_Lesetext_.
Götzl Sind Sie mit den Angeklagten verwandt oder verschwägert?

Taşköprü Auf keinen Fall! (Fährt mit rauer, leiser Stimme fort.) Wir sind gemeinsam zur Markthalle gefahren und haben eingekauft. Wir hatten Zigarettensorten vergessen, ich bin die holen gegangen. In derselben Straße gab es einen Laden mit Oliven. Dort habe ich Oliven gekauft. Als ich zurückkam, habe ich hinter der Theke etwas Schwarzes gesehen. Ich hab gerufen: Mein Sohn, hast du hier etwas vergossen? Er hat mir keine Antwort gegeben. Da habe ich ihn gesehen. Ich habe seinen Kopf auf meinen Schoß genommen, er wollte mir etwas sagen, konnte aber nicht. Ich habe ihn im Gesicht berührt. Es kam ein Mädchen, um mir zu helfen. Später kam die Polizei, sie haben ihn von meinem Arm weggenommen und ihn auf den Boden gelegt.

_Zu erledigende Aufgabe_. Welche Personen oder Gruppen außer Taşköprü selbst werden im Lesetext in der Antwort ab „Auf keinen Fall!“ erwähnt?

_Datensätze_.
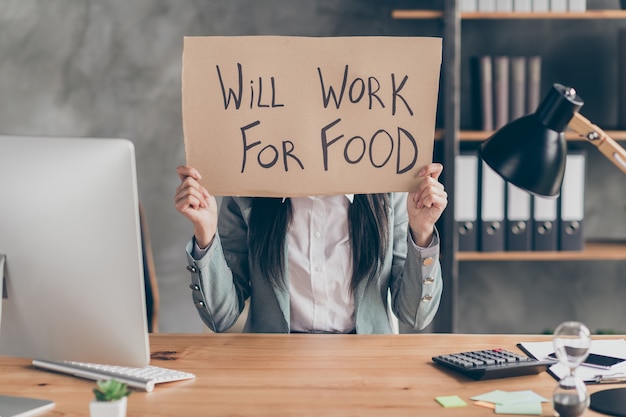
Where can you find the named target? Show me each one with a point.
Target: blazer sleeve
(220, 279)
(416, 282)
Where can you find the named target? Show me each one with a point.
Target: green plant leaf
(110, 390)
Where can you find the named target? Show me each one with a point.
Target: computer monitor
(70, 236)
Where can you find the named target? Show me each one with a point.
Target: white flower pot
(108, 408)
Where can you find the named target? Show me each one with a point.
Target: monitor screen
(70, 237)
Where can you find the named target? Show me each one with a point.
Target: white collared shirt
(320, 265)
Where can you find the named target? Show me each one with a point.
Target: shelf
(589, 14)
(479, 135)
(437, 14)
(416, 14)
(594, 251)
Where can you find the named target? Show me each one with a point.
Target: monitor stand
(610, 401)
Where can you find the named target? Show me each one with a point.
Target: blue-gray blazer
(223, 279)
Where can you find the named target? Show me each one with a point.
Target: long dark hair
(369, 236)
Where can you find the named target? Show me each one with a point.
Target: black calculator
(492, 363)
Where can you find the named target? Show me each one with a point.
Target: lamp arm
(598, 137)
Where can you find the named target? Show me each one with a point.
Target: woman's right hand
(194, 202)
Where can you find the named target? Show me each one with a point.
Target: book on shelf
(533, 83)
(545, 223)
(504, 5)
(486, 5)
(621, 79)
(500, 91)
(572, 203)
(518, 87)
(518, 219)
(466, 200)
(486, 92)
(541, 6)
(558, 5)
(469, 5)
(491, 210)
(577, 5)
(522, 6)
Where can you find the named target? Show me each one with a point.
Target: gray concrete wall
(111, 68)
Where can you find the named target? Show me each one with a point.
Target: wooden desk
(294, 375)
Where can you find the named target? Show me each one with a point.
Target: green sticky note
(533, 408)
(449, 401)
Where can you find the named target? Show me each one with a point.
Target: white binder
(573, 203)
(518, 219)
(545, 235)
(466, 200)
(491, 210)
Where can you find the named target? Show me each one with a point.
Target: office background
(112, 69)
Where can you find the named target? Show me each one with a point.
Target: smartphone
(599, 361)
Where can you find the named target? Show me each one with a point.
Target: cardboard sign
(295, 116)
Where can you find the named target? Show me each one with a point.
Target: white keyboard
(140, 378)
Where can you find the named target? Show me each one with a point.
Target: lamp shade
(530, 152)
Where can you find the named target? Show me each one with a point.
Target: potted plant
(110, 399)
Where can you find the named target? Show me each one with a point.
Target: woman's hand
(195, 203)
(426, 204)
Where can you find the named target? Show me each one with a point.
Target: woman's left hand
(426, 204)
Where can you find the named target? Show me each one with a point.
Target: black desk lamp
(530, 152)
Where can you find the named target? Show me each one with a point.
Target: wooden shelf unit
(438, 14)
(593, 251)
(451, 136)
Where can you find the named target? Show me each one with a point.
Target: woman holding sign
(315, 264)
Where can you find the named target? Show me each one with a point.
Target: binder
(558, 5)
(621, 79)
(522, 6)
(577, 5)
(518, 219)
(504, 5)
(486, 92)
(469, 5)
(518, 87)
(500, 91)
(486, 5)
(534, 83)
(491, 210)
(466, 200)
(541, 5)
(545, 233)
(572, 203)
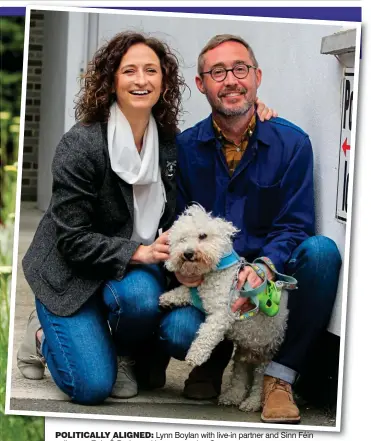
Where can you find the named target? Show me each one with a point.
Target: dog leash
(267, 296)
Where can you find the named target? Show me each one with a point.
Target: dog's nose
(188, 254)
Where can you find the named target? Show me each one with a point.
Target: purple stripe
(314, 13)
(12, 11)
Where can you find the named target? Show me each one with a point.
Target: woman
(97, 252)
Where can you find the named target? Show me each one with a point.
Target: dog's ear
(227, 228)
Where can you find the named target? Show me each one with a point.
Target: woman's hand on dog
(157, 252)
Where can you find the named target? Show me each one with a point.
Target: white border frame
(57, 7)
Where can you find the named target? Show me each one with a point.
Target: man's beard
(218, 107)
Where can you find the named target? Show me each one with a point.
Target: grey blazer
(83, 238)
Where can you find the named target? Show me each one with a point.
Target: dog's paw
(251, 404)
(229, 399)
(195, 359)
(164, 301)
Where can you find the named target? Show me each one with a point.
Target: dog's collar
(225, 262)
(228, 260)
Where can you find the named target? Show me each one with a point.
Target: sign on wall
(345, 145)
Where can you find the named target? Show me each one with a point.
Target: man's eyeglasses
(219, 73)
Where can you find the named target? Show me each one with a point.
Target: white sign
(345, 146)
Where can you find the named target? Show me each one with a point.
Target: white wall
(300, 83)
(53, 99)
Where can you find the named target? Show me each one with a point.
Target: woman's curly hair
(96, 94)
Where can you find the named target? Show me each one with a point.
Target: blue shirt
(270, 195)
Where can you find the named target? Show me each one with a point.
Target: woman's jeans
(81, 349)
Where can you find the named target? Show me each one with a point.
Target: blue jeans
(316, 265)
(81, 349)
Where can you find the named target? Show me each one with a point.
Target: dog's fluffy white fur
(197, 243)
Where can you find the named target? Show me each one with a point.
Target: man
(260, 177)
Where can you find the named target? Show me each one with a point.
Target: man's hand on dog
(243, 304)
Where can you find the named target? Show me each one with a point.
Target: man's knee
(318, 251)
(88, 388)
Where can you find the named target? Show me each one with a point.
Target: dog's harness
(266, 297)
(225, 262)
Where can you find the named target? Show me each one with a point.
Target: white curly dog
(198, 242)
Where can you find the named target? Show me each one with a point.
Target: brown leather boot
(278, 403)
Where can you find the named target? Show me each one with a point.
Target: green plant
(11, 29)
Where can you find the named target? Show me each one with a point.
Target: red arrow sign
(345, 146)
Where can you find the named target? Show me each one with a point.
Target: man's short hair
(219, 39)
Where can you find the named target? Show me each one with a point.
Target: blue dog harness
(225, 262)
(266, 296)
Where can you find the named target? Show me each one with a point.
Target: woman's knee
(135, 295)
(89, 389)
(178, 330)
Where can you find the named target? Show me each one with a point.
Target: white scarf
(142, 171)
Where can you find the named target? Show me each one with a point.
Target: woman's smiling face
(138, 79)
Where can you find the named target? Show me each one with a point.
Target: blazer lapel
(126, 189)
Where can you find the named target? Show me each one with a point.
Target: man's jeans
(315, 264)
(81, 352)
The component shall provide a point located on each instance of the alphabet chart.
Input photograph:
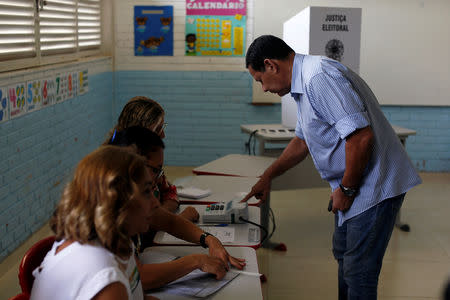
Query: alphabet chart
(34, 95)
(4, 108)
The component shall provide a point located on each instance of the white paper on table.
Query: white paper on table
(225, 234)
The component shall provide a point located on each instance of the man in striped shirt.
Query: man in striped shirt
(353, 146)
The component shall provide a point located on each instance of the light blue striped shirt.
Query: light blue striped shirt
(332, 103)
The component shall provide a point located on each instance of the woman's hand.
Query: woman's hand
(212, 265)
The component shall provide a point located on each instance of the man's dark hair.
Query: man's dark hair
(145, 140)
(266, 46)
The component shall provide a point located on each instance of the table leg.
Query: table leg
(398, 223)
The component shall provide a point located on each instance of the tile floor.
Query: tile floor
(416, 264)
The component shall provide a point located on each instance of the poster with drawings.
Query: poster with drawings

_Antwort zur Aufgabe_.
- der Sohn („Mein Sohn“)
- ein Mädchen
- die Polizei